* **PROBLEM STATEMENT**
Reproduce every one of the records below verbatim, line by line.

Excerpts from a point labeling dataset
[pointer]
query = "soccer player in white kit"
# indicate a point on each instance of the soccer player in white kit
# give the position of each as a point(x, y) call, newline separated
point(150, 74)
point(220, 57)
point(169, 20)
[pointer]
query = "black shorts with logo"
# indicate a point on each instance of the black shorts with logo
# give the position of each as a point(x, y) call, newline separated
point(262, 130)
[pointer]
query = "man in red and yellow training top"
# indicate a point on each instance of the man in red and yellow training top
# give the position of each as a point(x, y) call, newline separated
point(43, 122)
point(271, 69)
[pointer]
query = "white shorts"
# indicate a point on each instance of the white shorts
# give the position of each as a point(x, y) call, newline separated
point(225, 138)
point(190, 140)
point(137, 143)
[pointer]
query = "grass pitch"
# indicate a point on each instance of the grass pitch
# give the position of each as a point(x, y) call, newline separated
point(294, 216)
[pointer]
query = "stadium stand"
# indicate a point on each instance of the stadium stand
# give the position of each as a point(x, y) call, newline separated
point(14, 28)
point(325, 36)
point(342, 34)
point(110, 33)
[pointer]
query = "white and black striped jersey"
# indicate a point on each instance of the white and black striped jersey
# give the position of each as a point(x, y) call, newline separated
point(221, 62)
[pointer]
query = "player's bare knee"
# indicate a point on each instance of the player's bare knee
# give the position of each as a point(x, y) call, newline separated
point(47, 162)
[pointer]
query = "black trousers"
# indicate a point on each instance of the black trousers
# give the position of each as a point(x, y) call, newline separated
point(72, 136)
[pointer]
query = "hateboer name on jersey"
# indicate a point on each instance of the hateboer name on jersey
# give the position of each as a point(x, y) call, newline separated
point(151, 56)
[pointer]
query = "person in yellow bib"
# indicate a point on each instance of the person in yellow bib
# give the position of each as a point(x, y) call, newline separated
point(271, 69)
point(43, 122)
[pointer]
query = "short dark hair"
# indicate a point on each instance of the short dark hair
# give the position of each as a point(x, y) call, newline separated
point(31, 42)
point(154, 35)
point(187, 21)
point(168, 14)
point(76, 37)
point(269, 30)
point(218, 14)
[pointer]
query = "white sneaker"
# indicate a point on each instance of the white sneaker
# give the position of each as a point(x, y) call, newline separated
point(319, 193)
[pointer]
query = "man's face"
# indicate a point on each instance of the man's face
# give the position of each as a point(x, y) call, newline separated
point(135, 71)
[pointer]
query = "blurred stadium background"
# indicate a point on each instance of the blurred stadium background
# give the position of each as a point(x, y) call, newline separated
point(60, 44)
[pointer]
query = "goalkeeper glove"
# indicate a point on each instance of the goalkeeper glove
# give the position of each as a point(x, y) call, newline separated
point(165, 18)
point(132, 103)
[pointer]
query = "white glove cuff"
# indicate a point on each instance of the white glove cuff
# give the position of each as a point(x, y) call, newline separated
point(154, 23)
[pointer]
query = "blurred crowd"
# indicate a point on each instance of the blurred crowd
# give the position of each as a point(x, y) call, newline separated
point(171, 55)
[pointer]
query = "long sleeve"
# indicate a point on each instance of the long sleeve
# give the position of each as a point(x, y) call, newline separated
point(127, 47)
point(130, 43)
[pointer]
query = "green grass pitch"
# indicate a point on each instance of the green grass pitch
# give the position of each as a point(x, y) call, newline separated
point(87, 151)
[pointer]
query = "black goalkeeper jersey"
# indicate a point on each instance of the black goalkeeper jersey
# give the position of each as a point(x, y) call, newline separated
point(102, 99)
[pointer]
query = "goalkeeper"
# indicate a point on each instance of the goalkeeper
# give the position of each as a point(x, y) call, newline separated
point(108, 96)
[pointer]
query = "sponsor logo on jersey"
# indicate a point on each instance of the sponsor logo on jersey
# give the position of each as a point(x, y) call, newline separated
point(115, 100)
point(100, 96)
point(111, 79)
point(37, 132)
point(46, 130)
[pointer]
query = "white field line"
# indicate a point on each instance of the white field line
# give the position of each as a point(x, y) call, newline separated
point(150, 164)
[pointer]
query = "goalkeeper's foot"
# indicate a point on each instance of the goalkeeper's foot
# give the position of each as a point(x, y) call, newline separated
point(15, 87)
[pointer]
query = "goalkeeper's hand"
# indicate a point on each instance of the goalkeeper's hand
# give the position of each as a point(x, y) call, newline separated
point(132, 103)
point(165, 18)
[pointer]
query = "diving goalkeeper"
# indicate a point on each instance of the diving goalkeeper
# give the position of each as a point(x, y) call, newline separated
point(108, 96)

* **WRITTEN SOLUTION**
[pointer]
query = "soccer player in white kit"
# indicate a point on each instance of the soccer player in white kit
# give the position of each as a point(x, y) call, newline separated
point(150, 74)
point(220, 57)
point(169, 20)
[pointer]
query = "black shorts with logo"
# indicate a point on each instance of the black shorts with logo
# give the position of each as a point(x, y) call, newline separated
point(262, 130)
[pointer]
query = "man in red and yellow training top"
# indicate a point on each instance of the man in red and yellow training top
# give the position of each as a point(x, y) call, newline separated
point(43, 122)
point(271, 69)
[pointer]
query = "white shorts"
# indicate a point on each instance of the white shorts
# give the position of each as a point(x, y) call, newline separated
point(225, 138)
point(190, 140)
point(137, 143)
[pointer]
query = "grass pitch"
# indicate a point on each instance of the grass pitch
# give the position of each as a point(x, y) call, newline separated
point(294, 216)
[pointer]
query = "stadium stand"
# indicate a point on each instance of the stadium stand
# give the position of each as a point(x, y) call, newline separated
point(14, 28)
point(325, 36)
point(342, 34)
point(110, 33)
[pointer]
query = "white and black striped jersey"
# indicate a point on each instance of the white and black striped jersey
# give the position of each as a point(x, y) call, newline separated
point(221, 62)
[pointer]
query = "player's bare knee"
# indicate a point on each instance of the player's bare knee
# give the position of each as a point(x, y) call, newline separated
point(47, 162)
[pointer]
query = "black trousers"
# indicate a point on each instance of the black trousers
# give the position of each as a point(x, y) call, newline separated
point(72, 136)
[pointer]
query = "hateboer name on jersey"
# indicate a point on each instance of the hateboer name on jersey
# give the position of each as a point(x, y) call, newline separated
point(151, 56)
[pointer]
query = "person in yellow bib"
# indicate a point on each instance of the person in yellow bib
# give the position of each as a point(x, y) call, newline separated
point(271, 69)
point(43, 122)
[pointer]
query = "short dark hair"
# indicate a point on each instance of the short dark hair
# give the position of each as a point(x, y) call, newline separated
point(31, 42)
point(154, 35)
point(187, 21)
point(168, 14)
point(76, 37)
point(269, 30)
point(218, 14)
[pointer]
query = "white sneaker"
# indicate a point on each instance of the white sneaker
# give the position of each as a point(x, y) call, newline separated
point(319, 193)
[pointer]
query = "man's face"
# indicate a point on each instance of the man's face
# give the position of each as a point(x, y) call, newline separated
point(135, 71)
[pointer]
query = "blurred stadium background"
# indicate a point on each instance of the blurred stadium background
# give the position of each as a point(x, y) call, newline separated
point(60, 44)
[pointer]
query = "goalkeeper glove"
# indicate a point on each instance of the goalkeeper glove
# give the position of each as a point(x, y) call, newline separated
point(165, 18)
point(132, 103)
[pointer]
query = "white glove cuff"
# indicate a point on each instance of the white glove cuff
# give the position of each as a point(x, y) call, newline separated
point(154, 23)
[pointer]
query = "blurred crowd"
# indicate a point on each instance of the blurred crowd
# give the position of each as a point(x, y) call, newline separated
point(171, 55)
[pointer]
query = "long sleeve"
# indicate a point on each instance of the long sleeve
# give the position of each as a point(x, y) call, newline separated
point(127, 47)
point(130, 43)
[pointer]
query = "green grass pitch"
# indicate a point on each instance of the green grass pitch
# give the position of each as a point(x, y) call, newline separated
point(87, 151)
[pointer]
query = "black goalkeeper jersey"
# indicate a point on each instance of the black goalkeeper jersey
# give the position of each as a point(x, y) call, newline separated
point(102, 99)
[pointer]
query = "goalkeeper"
# indicate a point on each instance of the goalkeeper
# give the position of each as a point(x, y) call, newline separated
point(108, 96)
[pointer]
query = "sponsor logo on jersey"
# indicate a point on each instance of the sponsor logo on jersey
# give the position of each as a point(x, y) call, newline separated
point(115, 100)
point(100, 96)
point(111, 79)
point(37, 132)
point(46, 130)
[pointer]
query = "white field line"
# indicate a point on each instance of the white field line
# give the position of each as a point(x, y) call, newline separated
point(150, 164)
[pointer]
query = "goalkeeper's foot"
# indicate a point on each instance of the goalkeeper's foot
# give the position of each as a point(x, y) call, newline separated
point(15, 87)
[pointer]
query = "goalkeeper's hand"
# indicate a point on each instance of the goalkeeper's hand
# give the position of each as a point(x, y) call, newline separated
point(132, 103)
point(165, 18)
[pointer]
query = "diving goalkeeper"
# indicate a point on each instance of the diving goalkeeper
# give the position of each as a point(x, y) call, newline separated
point(108, 96)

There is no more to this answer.